══ LISTED ENTRIES ══

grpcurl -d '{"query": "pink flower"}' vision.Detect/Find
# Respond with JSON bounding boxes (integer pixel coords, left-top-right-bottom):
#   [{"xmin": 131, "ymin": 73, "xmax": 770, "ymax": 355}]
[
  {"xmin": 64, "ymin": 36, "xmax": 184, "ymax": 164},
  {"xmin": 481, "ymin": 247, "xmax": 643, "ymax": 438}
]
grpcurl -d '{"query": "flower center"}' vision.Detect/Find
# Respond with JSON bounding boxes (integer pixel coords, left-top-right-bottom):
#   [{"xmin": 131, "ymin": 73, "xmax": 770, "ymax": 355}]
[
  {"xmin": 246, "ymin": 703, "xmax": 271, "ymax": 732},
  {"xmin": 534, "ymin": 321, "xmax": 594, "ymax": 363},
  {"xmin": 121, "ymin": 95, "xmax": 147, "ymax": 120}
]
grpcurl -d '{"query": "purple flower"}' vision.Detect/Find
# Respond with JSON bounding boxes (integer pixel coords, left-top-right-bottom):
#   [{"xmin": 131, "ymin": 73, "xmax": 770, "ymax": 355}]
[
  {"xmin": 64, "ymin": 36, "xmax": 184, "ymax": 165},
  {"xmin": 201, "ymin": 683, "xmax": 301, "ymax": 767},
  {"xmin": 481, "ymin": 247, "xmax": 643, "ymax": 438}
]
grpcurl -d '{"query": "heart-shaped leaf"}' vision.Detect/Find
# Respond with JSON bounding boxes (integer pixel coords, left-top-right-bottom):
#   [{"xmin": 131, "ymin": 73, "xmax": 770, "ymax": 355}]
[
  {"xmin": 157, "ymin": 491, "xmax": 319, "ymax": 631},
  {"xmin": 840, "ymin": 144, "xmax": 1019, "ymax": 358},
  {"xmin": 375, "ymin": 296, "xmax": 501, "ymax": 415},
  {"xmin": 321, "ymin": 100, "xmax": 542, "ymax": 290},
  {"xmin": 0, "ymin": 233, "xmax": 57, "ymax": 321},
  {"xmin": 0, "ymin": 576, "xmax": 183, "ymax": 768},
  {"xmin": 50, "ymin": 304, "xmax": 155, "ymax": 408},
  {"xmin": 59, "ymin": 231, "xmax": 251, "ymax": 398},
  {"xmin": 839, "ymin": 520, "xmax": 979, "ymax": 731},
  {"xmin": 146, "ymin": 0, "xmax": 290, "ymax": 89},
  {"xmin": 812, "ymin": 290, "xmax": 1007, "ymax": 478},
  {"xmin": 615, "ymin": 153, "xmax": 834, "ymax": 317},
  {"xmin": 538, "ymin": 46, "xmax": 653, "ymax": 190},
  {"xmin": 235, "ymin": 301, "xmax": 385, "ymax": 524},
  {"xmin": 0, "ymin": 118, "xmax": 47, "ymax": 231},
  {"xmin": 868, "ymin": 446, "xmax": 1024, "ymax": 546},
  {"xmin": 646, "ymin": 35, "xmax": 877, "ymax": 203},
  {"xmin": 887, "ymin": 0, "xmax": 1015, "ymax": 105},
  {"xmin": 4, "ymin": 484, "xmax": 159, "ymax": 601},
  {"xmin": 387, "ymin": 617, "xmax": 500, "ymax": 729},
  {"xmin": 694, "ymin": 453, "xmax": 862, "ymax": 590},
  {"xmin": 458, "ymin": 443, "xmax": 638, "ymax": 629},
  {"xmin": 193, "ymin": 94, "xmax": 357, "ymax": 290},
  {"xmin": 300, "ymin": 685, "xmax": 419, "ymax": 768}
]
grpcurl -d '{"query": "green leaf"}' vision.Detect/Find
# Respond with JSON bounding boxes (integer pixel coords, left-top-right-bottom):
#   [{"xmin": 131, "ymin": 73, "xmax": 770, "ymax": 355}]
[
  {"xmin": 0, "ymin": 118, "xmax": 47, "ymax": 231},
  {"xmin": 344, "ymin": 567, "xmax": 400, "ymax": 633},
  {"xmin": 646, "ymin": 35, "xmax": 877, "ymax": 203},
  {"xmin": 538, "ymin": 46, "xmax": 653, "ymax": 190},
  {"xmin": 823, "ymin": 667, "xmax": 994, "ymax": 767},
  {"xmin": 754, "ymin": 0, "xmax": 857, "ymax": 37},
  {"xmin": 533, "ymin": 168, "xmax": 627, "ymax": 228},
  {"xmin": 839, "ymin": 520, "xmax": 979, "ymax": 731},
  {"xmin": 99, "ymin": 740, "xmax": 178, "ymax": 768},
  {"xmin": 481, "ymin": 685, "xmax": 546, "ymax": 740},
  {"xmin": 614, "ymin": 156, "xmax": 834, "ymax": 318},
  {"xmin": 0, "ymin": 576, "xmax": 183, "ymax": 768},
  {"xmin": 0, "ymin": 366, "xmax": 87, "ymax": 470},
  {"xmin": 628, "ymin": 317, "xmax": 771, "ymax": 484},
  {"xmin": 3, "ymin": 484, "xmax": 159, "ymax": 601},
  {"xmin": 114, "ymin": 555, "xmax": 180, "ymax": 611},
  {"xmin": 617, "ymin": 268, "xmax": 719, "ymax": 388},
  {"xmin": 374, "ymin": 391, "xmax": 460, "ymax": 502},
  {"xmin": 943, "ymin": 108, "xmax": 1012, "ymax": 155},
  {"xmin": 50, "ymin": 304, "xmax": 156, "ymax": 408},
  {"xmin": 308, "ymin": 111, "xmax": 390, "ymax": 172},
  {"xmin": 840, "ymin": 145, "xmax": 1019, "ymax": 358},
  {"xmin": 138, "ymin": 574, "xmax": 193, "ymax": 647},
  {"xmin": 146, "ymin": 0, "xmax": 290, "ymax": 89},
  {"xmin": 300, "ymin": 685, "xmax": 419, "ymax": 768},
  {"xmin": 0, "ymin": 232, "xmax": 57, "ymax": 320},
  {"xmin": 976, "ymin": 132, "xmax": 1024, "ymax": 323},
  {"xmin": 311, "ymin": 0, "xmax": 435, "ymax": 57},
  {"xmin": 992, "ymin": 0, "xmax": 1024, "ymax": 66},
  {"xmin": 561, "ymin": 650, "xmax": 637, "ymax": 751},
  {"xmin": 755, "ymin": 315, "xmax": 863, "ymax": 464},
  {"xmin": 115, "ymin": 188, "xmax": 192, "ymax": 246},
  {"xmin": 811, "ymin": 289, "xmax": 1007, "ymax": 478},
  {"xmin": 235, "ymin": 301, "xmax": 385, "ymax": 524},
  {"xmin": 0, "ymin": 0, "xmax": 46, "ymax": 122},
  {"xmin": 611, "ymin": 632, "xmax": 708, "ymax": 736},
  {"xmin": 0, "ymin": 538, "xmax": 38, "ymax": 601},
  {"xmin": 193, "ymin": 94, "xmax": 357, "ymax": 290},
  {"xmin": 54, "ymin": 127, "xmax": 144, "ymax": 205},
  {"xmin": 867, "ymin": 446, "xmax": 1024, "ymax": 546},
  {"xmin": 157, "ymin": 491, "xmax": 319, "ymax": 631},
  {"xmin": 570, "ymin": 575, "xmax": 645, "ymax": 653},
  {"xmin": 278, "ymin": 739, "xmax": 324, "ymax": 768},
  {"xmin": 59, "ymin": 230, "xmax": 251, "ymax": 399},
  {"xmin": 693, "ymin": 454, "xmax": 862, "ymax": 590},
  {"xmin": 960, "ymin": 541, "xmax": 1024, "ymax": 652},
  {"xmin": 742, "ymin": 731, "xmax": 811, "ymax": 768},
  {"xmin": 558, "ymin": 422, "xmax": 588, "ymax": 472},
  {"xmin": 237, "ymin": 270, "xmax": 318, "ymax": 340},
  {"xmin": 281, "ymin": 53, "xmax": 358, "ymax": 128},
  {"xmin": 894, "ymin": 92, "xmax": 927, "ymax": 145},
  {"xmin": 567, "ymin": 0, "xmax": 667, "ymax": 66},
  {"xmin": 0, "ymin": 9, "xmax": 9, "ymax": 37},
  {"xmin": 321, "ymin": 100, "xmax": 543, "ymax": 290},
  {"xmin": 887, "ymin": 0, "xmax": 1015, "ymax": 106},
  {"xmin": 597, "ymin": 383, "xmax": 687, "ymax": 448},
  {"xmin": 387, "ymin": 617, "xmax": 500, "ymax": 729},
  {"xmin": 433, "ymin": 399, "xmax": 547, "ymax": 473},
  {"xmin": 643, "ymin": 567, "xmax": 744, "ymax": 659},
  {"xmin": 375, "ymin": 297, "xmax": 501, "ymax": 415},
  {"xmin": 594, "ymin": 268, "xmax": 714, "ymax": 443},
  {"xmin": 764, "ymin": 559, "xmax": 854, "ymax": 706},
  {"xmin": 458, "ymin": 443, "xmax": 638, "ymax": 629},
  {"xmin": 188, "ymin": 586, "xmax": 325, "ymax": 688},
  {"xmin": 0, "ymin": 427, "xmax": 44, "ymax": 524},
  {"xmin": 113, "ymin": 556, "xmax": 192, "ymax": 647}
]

═══

- [EXERCISE]
Lines containing the word "vision": copy each of them from the material.

- [TASK RESULT]
grpcurl -d '{"query": "pink flower"}' vision.Detect/Find
grpcurl -d '{"query": "flower center"}' vision.Detect/Find
grpcurl -d '{"query": "purple flower"}' vision.Detect/Find
grpcurl -d '{"query": "heart-shaped leaf"}' vision.Detect/Find
grpcurl -d '{"query": "green leaf"}' vision.Detect/Find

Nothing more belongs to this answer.